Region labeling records
============

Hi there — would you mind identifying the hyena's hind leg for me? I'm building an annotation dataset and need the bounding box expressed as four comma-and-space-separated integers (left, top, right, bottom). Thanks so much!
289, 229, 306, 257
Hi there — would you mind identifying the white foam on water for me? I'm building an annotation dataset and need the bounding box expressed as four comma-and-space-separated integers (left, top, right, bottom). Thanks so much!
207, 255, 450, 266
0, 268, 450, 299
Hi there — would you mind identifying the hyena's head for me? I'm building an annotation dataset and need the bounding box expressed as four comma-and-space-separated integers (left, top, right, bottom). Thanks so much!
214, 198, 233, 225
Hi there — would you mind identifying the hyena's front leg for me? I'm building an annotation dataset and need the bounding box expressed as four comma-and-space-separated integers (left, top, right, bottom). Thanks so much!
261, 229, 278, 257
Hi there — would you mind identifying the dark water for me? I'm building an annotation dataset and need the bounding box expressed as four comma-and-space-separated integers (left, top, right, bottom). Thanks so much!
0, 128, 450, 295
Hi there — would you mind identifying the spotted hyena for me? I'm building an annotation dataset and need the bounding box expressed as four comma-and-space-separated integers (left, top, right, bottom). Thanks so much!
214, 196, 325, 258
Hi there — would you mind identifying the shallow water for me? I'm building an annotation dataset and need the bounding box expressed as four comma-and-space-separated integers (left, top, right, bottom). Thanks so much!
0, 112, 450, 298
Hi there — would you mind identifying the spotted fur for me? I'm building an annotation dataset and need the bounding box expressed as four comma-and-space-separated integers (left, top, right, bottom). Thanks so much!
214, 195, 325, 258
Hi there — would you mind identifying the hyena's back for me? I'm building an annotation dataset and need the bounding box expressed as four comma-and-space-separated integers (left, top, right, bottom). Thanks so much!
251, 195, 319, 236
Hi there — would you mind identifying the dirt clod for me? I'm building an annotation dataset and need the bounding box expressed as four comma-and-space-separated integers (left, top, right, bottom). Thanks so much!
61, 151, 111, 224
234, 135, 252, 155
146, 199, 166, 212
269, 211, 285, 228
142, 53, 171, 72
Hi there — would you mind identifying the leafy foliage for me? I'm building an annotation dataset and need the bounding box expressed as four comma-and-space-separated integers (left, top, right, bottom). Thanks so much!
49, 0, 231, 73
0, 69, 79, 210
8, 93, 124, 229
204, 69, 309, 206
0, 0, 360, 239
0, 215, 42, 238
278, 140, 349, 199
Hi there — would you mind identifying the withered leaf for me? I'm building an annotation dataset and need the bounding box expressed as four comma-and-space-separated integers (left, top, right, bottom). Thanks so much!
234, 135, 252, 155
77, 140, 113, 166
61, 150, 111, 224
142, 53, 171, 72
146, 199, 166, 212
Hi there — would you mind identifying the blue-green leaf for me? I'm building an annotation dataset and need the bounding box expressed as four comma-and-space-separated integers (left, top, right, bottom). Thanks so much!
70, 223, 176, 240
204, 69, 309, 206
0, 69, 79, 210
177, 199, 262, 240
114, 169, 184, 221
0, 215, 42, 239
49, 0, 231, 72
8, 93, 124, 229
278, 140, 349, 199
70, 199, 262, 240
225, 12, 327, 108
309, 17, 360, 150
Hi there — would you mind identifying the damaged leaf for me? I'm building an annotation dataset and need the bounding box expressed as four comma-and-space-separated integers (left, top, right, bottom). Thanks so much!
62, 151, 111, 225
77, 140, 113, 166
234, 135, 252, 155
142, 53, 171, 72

============

Problem ->
Extract every line of the data above and reproduce each one verbatim, in its original order.

The response ->
Hi there — would you mind identifying the hyena's hind leg for me? I'm building an annotation dataset and need the bounding box expressed as four comma-and-space-separated integers (left, top, right, bottom). Thanks so much!
289, 229, 306, 257
Hi there — would you mind identifying the white foam on water for me? I'm building an annotation dataset and need the bounding box expressed as four comma-and-space-separated integers (left, top, right, bottom). Thanks so much!
207, 255, 450, 266
0, 268, 450, 299
Hi there — would you mind identifying the hyena's head for me? I'm building an annotation dataset and need the bounding box expressed as four comma-and-space-separated integers (left, top, right, bottom). Thanks so much!
214, 198, 233, 225
Hi there — would you mind identifying the hyena's front leg for me? I'm building an annotation dataset and need the bounding box expressed as four comma-and-space-separated integers (left, top, right, bottom). Thanks so much!
261, 229, 278, 257
Hi there — would you mind identifying the dark water for me? I'm building an annotation dataset and need the bounding box expressed as four comma-and-space-separated integers (left, top, right, bottom). Thanks so much!
0, 128, 450, 295
Hi there — would you mind identifying the spotted hyena for me? I'm building an annotation dataset and need the bounding box expressed as four comma-and-space-separated integers (left, top, right, bottom). Thanks so much!
214, 196, 325, 258
Hi there — would you mind identifying the shallow water for me? I'm building an annotation dataset and need the bounding box expressed as four comma-and-space-separated integers (left, top, right, bottom). Thanks so much!
0, 112, 450, 298
Hi there — would you mind identifying the spotted fur for me? I'm building an annotation dataset and need the bounding box expressed as four comma-and-space-separated integers (left, top, right, bottom). Thanks so much!
214, 195, 325, 258
Hi there — would you mind identifying the hyena's back for me? I'm building an annotation dataset and need the bounding box expressed as four comma-and-space-separated integers (left, top, right, bottom). Thanks so much!
251, 195, 319, 236
Hi there — would you mind identifying the dirt clod for me? I'm building an annotation dataset and need the bounding box expressed as four comma-and-space-separated integers (left, top, right, bottom). Thanks so much!
61, 151, 111, 224
234, 135, 252, 155
146, 199, 166, 212
269, 211, 285, 228
142, 53, 171, 72
Hi there — would you mind identifying the leafy foliage for me? I'm building an annotation dataset and need the bounding box expressed as four comma-and-space-separated integers (left, top, right, bottom). Thanks so much!
49, 0, 231, 73
0, 69, 79, 210
8, 93, 124, 229
204, 69, 309, 206
0, 0, 360, 239
0, 215, 42, 238
278, 140, 349, 199
Hi there — would you mind identifying the withered leaf for me? I'm building an annotation dataset and need the bounding box expressed as four comma-and-space-separated integers (left, top, right, bottom). Thanks so much!
234, 135, 252, 155
77, 140, 113, 166
61, 150, 111, 224
142, 53, 171, 72
146, 199, 166, 212
Hi there — would you mind identifying the blue-green leaf for me? I'm building an annotation dataset and need the bounding box expressed as four comma-and-space-separated integers (left, top, right, bottom). Thanks so much!
70, 223, 176, 240
204, 69, 309, 206
0, 69, 79, 210
177, 199, 262, 240
114, 169, 184, 221
0, 215, 42, 239
49, 0, 231, 72
8, 93, 124, 229
278, 140, 349, 199
70, 199, 262, 240
225, 12, 327, 108
309, 17, 360, 150
Hi there — would you mind identifying the damaged leaf for me? I'm building an annotation dataset and need the bounding box expressed as four comma-and-space-separated integers (left, top, right, bottom). Thanks so much!
62, 151, 111, 225
77, 140, 113, 166
234, 135, 252, 155
142, 53, 171, 72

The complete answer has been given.